TEXTO FORNECIDO:
──────

Interpretando Bach Hoje– a revolução da performance historicamente informada no século XX e além
- Théo Amon
- há 5 dias
- 6 min de leitura

A busca por autenticidade na interpretação de Johann Sebastian Bach e seus contemporâneos levou músicos e pesquisadores do século XX a um mergulho nos tratados e documentos da época barroca, configurando um movimento que ficou conhecido como HIP (performance historicamente informada).
Este é o terceiro texto de nossa série " Interpretando Bach", dedicada à perfomance "historicamente informada" da música de Johann Sebastian Bach. A série foi escrita por Théo Amon, tradutor e crítico literário apaixonado por música erudita, por encomenda da Bach Society Brasil.

Resumo
Se o século XIX romantizou Bach, o século XX buscou restaurá-lo. A partir da década de 1950, um grupo de músicos e pesquisadores iniciou um movimento revolucionário: a performance historicamente informada (às vezes abreviado como HIP, do inglês Historically Informed Performance). A ideia central desse movimento era recriar a sonoridade e a abordagem interpretativa do barroco, utilizando instrumentos originais ou réplicas, seguindo indicações de performance escritas em tratados históricos e revivendo técnicas esquecidas. Nomes como Nikolaus Harnoncourt, Gustav Leonhardt e Frans Brüggen lideraram essa mudança, transformando radicalmente a maneira como ouvimos Bach hoje. Com modernizações e novas descobertas, é o tipo de trabalho que a Bach Society Brasil divulga em seus eventos físicos e virtuais.

──────

LINHAS FORNECIDAS:
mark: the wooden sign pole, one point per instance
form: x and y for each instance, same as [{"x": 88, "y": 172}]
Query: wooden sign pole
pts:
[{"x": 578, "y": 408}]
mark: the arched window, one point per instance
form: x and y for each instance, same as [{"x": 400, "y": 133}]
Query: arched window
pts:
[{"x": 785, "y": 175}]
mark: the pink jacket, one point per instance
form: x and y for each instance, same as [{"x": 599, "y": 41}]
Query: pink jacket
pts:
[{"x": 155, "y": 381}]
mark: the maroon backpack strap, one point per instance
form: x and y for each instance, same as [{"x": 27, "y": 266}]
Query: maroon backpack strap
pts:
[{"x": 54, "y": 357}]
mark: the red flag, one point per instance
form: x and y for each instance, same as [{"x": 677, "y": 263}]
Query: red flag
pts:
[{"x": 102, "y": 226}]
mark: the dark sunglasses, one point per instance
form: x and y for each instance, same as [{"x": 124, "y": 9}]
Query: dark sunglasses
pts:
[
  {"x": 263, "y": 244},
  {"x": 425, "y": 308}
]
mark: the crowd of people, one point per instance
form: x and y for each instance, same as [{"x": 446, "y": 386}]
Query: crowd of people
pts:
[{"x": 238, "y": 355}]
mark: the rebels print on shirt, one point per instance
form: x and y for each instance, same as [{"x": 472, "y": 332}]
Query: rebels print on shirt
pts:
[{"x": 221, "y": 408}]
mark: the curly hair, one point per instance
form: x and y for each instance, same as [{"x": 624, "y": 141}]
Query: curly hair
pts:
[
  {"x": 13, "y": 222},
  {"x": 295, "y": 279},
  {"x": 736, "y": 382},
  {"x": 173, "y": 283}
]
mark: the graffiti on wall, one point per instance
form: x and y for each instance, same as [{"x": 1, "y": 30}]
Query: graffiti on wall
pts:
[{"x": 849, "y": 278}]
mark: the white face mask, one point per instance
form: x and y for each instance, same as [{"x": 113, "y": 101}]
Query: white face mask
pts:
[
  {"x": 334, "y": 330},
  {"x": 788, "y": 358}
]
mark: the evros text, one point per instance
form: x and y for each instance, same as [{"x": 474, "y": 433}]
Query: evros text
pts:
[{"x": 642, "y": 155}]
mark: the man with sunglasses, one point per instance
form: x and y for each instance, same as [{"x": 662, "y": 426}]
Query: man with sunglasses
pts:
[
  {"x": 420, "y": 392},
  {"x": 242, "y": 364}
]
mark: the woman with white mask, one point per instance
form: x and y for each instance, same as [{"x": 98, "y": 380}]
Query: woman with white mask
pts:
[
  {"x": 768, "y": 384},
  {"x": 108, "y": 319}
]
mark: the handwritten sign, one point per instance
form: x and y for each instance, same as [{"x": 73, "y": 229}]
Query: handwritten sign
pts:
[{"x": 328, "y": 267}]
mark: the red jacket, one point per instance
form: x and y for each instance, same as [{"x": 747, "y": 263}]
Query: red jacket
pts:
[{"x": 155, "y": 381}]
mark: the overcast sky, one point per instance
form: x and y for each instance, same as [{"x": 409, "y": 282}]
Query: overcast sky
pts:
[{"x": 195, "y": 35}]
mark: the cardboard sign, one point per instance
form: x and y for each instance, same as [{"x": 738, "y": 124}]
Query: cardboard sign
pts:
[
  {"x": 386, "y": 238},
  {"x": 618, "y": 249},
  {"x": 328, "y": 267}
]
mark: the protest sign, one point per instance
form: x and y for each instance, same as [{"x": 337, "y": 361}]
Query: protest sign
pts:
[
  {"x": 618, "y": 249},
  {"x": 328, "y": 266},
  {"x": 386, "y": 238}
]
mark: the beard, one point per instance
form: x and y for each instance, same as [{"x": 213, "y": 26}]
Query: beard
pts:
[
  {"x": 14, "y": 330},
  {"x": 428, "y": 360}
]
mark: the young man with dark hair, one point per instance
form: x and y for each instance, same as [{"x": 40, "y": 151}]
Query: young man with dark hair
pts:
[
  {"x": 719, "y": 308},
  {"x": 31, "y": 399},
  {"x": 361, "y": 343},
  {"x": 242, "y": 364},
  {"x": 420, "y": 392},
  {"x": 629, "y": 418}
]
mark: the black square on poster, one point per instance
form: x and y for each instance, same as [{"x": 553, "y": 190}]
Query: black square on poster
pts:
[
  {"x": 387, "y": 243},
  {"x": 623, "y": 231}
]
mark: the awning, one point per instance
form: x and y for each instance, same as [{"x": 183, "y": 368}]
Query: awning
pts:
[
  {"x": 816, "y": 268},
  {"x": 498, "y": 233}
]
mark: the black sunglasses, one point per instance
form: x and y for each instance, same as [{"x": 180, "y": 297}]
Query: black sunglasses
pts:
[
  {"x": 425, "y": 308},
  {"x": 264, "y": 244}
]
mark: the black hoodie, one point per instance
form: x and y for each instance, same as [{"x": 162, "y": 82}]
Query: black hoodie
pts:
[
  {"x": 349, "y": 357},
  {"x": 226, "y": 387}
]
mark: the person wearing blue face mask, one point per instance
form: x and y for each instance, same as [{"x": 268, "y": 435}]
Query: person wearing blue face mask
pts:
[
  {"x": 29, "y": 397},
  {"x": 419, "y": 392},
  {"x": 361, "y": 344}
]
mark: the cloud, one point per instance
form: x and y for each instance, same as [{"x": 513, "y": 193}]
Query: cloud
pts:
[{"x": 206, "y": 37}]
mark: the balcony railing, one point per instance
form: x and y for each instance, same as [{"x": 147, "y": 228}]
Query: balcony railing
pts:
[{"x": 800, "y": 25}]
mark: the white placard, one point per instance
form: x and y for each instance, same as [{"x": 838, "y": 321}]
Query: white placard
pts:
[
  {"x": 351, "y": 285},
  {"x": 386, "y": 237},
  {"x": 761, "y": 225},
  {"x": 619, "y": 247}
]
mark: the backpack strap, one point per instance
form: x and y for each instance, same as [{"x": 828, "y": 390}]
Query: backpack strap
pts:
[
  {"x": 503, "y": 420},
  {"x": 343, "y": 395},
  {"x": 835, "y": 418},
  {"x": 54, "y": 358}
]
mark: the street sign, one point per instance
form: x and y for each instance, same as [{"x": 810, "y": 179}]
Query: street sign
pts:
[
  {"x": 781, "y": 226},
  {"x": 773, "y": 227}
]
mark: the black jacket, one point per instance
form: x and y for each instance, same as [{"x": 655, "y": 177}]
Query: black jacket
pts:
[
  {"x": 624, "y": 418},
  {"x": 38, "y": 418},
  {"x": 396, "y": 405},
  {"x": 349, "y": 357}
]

──────

O QUE SE PEDE:
Transcreva integralmente o texto sobre a performance historicamente informada de Bach, sem alterar nenhuma palavra.

RESOLUÇÃO:
Interpretando Bach Hoje– a revolução da performance historicamente informada no século XX e além
- Théo Amon
- há 5 dias
- 6 min de leitura

A busca por autenticidade na interpretação de Johann Sebastian Bach e seus contemporâneos levou músicos e pesquisadores do século XX a um mergulho nos tratados e documentos da época barroca, configurando um movimento que ficou conhecido como HIP (performance historicamente informada).
Este é o terceiro texto de nossa série " Interpretando Bach", dedicada à perfomance "historicamente informada" da música de Johann Sebastian Bach. A série foi escrita por Théo Amon, tradutor e crítico literário apaixonado por música erudita, por encomenda da Bach Society Brasil.

Resumo
Se o século XIX romantizou Bach, o século XX buscou restaurá-lo. A partir da década de 1950, um grupo de músicos e pesquisadores iniciou um movimento revolucionário: a performance historicamente informada (às vezes abreviado como HIP, do inglês Historically Informed Performance). A ideia central desse movimento era recriar a sonoridade e a abordagem interpretativa do barroco, utilizando instrumentos originais ou réplicas, seguindo indicações de performance escritas em tratados históricos e revivendo técnicas esquecidas. Nomes como Nikolaus Harnoncourt, Gustav Leonhardt e Frans Brüggen lideraram essa mudança, transformando radicalmente a maneira como ouvimos Bach hoje. Com modernizações e novas descobertas, é o tipo de trabalho que a Bach Society Brasil divulga em seus eventos físicos e virtuais.